CHALLENGE A ::
In the page on Stokes settling, which regime has terminal velocity proportional to d^0.5?
CHALLENGE B ::
Please reproduce the Stokes settling page word for word from "Stokes settling of" to "proportionality to μ.".

PAGE ::
***
Stokes settling of a small sphere: the terminal velocity in a viscous fluid varies primarily with which parameter (holding others constant)?

Introduction:
Very small particles settling slowly in a viscous fluid obey Stokes’ law, an analytical solution valid at low Reynolds numbers. Recognizing how terminal velocity depends on material and fluid properties is essential for clarifier design and fine particle separations.

Given Data / Assumptions:

• Spherical particle, creeping flow (Re < 1).
• Uniform fluid, isothermal, quiescent.
• Terminal (steady) settling velocity v_t.

Concept / Approach:
Stokes’ law gives v_t = g (ρ_p − ρ_f) d^2 / (18 μ). Thus v_t is directly proportional to d^2 and to the density difference, and inversely proportional to dynamic viscosity μ. Among the options provided, the correct single-statement dependence highlighted is the inverse proportionality to μ.

Step-by-Step Solution:
Write Stokes formula: v_t = [g (ρ_p − ρ_f) d^2] / (18 μ).Identify dependences: v_t ∝ d^2; v_t ∝ (ρ_p − ρ_f); v_t ∝ 1/μ.Match with options: only the viscosity inverse dependence is stated correctly.

Verification / Alternative check:
Dimensional analysis of drag in creeping flow (D = 3 π μ d v) plus force balance D = W − B leads directly to v_t inversely proportional to μ.

Why Other Options Are Wrong:

• First power of diameter: should be second power (d^2) under Stokes law.
• Inverse square of diameter: incorrect trend and dimensionally inconsistent.
• Square of density difference: dependence is first power, not squared.
• Fourth power of diameter: not applicable in creeping flow.

Common Pitfalls:
Confusing Stokes (v_t ∝ d^2) with Newton’s law regime (v_t ∝ d^0.5) at high Reynolds numbers. Always check regime validity first.

Final Answer:
Inverse of fluid viscosity
***
Entries from a point annotation set ::
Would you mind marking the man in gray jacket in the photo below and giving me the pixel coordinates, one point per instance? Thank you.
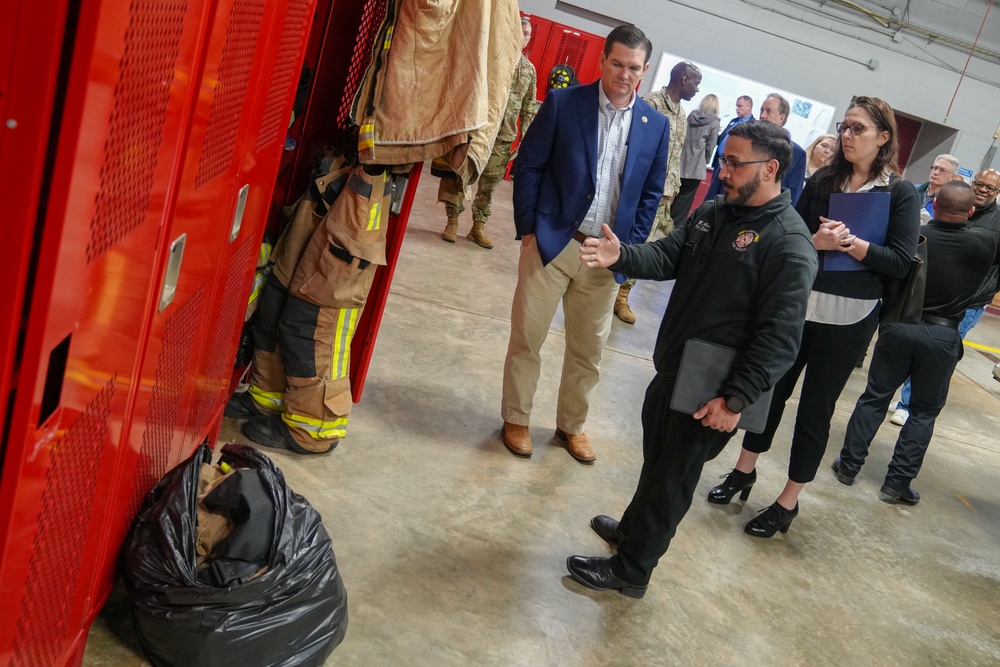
(699, 144)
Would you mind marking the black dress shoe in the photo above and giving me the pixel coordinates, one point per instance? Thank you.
(841, 477)
(771, 520)
(241, 406)
(907, 496)
(734, 482)
(595, 572)
(608, 529)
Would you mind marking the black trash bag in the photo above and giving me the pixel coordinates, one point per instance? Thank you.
(293, 614)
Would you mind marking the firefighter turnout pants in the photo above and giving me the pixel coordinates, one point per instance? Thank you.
(324, 266)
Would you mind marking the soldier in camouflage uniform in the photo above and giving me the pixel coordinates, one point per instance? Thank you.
(685, 78)
(520, 104)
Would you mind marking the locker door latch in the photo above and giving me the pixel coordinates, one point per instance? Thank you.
(173, 271)
(241, 204)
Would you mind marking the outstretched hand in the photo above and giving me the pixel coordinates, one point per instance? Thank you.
(715, 415)
(601, 251)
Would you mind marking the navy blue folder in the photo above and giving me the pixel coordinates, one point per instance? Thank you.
(866, 214)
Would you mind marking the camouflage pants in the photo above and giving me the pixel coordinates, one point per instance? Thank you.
(488, 182)
(661, 221)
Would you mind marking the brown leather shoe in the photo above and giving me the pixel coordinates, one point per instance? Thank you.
(517, 439)
(578, 446)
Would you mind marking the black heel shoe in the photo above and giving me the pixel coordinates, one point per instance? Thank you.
(735, 481)
(771, 520)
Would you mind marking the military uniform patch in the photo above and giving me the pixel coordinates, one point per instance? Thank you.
(744, 239)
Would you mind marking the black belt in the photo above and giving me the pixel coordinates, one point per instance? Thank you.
(949, 322)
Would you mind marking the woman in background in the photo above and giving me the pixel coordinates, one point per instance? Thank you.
(843, 306)
(820, 152)
(703, 132)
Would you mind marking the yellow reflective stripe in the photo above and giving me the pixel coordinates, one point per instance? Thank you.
(317, 428)
(259, 278)
(366, 136)
(272, 400)
(340, 359)
(264, 254)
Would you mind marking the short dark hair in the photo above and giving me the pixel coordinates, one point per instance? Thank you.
(630, 36)
(783, 106)
(955, 198)
(831, 178)
(768, 139)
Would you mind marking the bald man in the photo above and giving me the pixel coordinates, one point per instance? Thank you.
(958, 259)
(985, 187)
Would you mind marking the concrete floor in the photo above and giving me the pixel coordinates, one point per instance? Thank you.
(453, 551)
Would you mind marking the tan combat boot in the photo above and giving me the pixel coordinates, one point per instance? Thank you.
(478, 234)
(622, 309)
(450, 232)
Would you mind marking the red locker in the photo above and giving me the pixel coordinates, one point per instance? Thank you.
(167, 111)
(124, 94)
(540, 31)
(576, 48)
(138, 180)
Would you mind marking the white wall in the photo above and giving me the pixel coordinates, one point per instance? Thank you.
(800, 50)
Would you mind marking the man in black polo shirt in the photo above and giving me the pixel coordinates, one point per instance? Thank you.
(958, 258)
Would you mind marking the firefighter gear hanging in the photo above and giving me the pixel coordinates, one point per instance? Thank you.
(324, 264)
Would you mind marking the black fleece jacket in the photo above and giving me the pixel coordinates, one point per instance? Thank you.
(743, 280)
(891, 260)
(988, 218)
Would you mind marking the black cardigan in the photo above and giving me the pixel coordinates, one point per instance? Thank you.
(891, 260)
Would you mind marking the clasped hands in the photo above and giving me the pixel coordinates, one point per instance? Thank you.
(601, 251)
(833, 235)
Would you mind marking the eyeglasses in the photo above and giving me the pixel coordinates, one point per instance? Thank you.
(855, 128)
(736, 164)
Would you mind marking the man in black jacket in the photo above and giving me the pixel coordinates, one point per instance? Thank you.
(985, 187)
(743, 276)
(958, 258)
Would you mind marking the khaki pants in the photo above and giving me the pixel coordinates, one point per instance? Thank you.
(309, 378)
(588, 297)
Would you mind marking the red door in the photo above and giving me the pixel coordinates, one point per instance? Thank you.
(908, 131)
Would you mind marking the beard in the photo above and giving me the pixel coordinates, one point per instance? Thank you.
(744, 192)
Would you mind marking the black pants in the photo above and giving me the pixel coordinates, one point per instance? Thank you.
(828, 354)
(675, 447)
(680, 207)
(928, 353)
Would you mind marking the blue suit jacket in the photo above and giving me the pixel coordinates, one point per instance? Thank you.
(794, 178)
(555, 175)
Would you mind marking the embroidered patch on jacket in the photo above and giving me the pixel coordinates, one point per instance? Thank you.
(744, 239)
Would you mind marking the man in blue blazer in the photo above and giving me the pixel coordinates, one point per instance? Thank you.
(775, 109)
(595, 154)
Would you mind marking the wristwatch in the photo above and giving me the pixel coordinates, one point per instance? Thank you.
(735, 404)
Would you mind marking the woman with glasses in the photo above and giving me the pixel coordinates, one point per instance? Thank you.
(843, 306)
(819, 153)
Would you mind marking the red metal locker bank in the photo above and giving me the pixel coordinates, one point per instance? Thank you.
(140, 146)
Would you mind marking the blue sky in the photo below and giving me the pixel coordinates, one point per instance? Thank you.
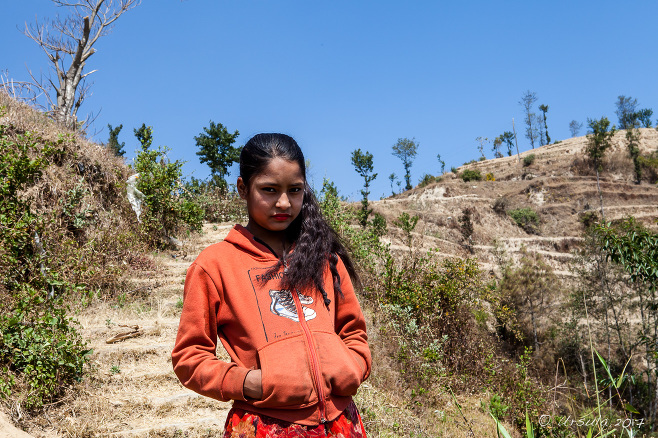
(342, 75)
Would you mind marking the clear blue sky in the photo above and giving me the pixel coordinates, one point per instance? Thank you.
(340, 75)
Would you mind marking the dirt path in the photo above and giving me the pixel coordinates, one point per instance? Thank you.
(134, 391)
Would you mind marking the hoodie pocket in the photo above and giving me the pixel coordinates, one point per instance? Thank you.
(341, 372)
(286, 376)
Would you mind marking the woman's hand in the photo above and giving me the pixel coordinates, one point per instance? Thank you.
(253, 387)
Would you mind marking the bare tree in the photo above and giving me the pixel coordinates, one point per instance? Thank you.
(68, 43)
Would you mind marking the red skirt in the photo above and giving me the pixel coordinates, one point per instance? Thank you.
(243, 424)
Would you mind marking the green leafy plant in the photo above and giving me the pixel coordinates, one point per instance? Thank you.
(216, 149)
(41, 345)
(362, 162)
(168, 208)
(407, 224)
(427, 179)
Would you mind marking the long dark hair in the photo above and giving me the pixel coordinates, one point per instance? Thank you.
(316, 243)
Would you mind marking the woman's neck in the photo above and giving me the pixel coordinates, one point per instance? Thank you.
(276, 240)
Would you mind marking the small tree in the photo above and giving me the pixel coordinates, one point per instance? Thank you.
(644, 116)
(598, 142)
(626, 108)
(217, 150)
(392, 178)
(575, 127)
(544, 110)
(507, 138)
(481, 142)
(541, 137)
(362, 162)
(144, 135)
(113, 142)
(497, 143)
(527, 102)
(442, 163)
(406, 150)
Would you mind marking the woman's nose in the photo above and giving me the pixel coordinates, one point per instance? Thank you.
(283, 202)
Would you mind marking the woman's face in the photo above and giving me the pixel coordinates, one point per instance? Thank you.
(274, 196)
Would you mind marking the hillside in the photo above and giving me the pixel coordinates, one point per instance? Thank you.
(130, 388)
(559, 186)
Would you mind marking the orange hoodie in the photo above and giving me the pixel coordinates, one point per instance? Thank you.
(312, 358)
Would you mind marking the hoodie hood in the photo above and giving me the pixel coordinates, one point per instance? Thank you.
(242, 239)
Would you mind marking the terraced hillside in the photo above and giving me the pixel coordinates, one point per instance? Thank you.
(134, 391)
(559, 185)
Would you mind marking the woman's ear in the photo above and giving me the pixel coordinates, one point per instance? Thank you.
(242, 188)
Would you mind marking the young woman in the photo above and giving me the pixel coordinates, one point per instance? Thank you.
(279, 296)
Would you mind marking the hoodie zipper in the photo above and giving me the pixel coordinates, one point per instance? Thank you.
(315, 365)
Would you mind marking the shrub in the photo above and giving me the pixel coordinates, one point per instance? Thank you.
(471, 175)
(526, 218)
(218, 204)
(427, 179)
(168, 211)
(500, 205)
(40, 350)
(407, 224)
(378, 224)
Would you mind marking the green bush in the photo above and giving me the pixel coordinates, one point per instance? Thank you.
(40, 350)
(428, 179)
(528, 160)
(471, 175)
(218, 204)
(168, 210)
(526, 218)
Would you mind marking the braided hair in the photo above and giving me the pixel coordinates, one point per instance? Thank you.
(316, 243)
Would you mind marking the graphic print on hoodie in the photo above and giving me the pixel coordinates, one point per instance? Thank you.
(278, 302)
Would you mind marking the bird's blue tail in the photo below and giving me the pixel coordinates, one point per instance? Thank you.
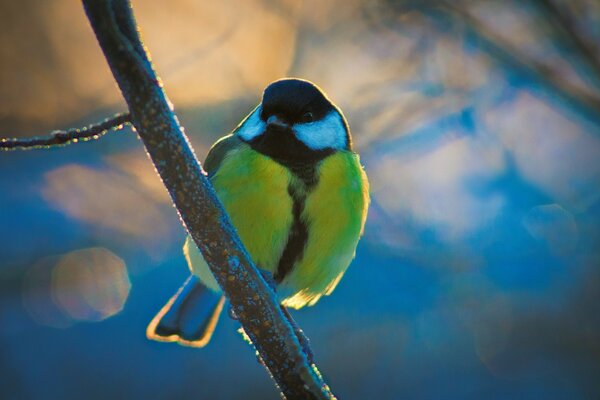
(190, 317)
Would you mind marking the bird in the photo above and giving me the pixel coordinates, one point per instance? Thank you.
(298, 196)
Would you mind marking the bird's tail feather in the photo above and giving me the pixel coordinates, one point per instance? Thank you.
(190, 317)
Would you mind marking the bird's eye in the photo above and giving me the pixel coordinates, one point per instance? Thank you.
(308, 117)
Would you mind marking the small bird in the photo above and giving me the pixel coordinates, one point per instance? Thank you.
(298, 197)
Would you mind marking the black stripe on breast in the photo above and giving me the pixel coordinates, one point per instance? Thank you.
(298, 235)
(297, 238)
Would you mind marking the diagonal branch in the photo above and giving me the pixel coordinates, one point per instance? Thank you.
(253, 301)
(62, 138)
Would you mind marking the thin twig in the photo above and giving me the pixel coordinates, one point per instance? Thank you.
(253, 301)
(62, 138)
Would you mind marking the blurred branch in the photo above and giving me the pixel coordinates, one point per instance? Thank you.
(508, 55)
(62, 138)
(252, 299)
(499, 50)
(567, 32)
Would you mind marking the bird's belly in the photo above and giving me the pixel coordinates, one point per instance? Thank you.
(254, 191)
(334, 213)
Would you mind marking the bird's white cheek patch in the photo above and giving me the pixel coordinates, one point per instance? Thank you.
(252, 126)
(327, 133)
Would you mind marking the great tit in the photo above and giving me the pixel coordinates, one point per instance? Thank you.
(298, 197)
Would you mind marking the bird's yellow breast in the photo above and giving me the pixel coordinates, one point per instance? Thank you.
(254, 191)
(335, 212)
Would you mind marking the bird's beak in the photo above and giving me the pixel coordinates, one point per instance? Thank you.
(277, 123)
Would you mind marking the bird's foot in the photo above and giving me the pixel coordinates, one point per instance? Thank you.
(268, 277)
(304, 341)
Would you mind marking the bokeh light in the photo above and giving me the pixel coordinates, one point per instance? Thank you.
(84, 285)
(90, 284)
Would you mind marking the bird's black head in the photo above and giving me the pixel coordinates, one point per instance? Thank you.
(295, 123)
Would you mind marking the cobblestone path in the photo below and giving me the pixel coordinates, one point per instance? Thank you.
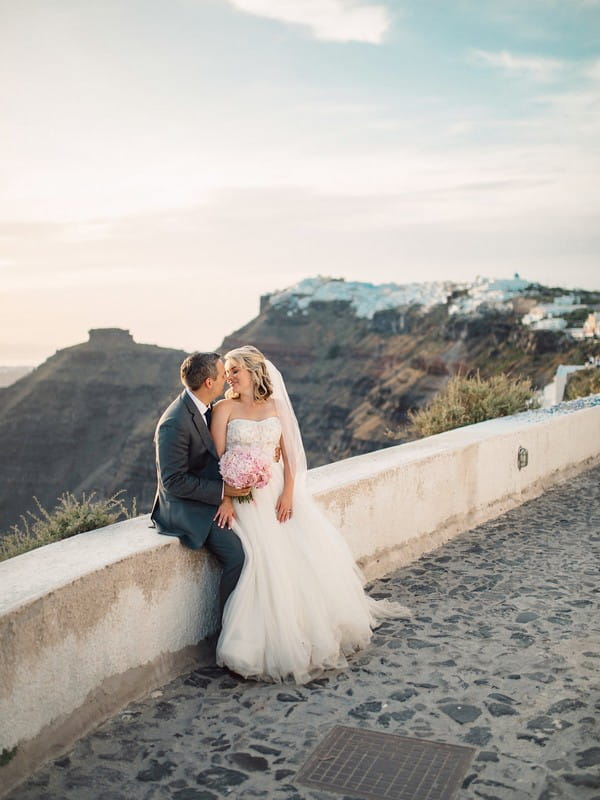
(502, 653)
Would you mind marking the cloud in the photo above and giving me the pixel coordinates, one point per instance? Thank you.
(328, 20)
(535, 67)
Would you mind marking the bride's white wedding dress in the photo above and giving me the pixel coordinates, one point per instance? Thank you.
(299, 606)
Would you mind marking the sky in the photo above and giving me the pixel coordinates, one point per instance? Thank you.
(163, 163)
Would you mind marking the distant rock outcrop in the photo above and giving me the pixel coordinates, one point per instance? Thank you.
(84, 421)
(357, 359)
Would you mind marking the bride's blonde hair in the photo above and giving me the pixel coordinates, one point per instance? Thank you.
(250, 358)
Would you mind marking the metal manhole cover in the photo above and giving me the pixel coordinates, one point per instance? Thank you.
(374, 766)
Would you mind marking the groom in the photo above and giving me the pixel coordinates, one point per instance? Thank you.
(190, 487)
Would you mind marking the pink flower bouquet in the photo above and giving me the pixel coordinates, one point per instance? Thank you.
(245, 466)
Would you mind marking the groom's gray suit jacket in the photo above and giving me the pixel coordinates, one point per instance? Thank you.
(189, 483)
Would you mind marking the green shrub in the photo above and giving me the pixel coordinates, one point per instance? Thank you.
***
RESPONSE A ::
Newton's law regime, at high Reynolds numbers.

RESPONSE B ::
Stokes settling of a small sphere: the terminal velocity in a viscous fluid varies primarily with which parameter (holding others constant)?

Introduction:
Very small particles settling slowly in a viscous fluid obey Stokes’ law, an analytical solution valid at low Reynolds numbers. Recognizing how terminal velocity depends on material and fluid properties is essential for clarifier design and fine particle separations.

Given Data / Assumptions:

• Spherical particle, creeping flow (Re < 1).
• Uniform fluid, isothermal, quiescent.
• Terminal (steady) settling velocity v_t.

Concept / Approach:
Stokes’ law gives v_t = g (ρ_p − ρ_f) d^2 / (18 μ). Thus v_t is directly proportional to d^2 and to the density difference, and inversely proportional to dynamic viscosity μ. Among the options provided, the correct single-statement dependence highlighted is the inverse proportionality to μ.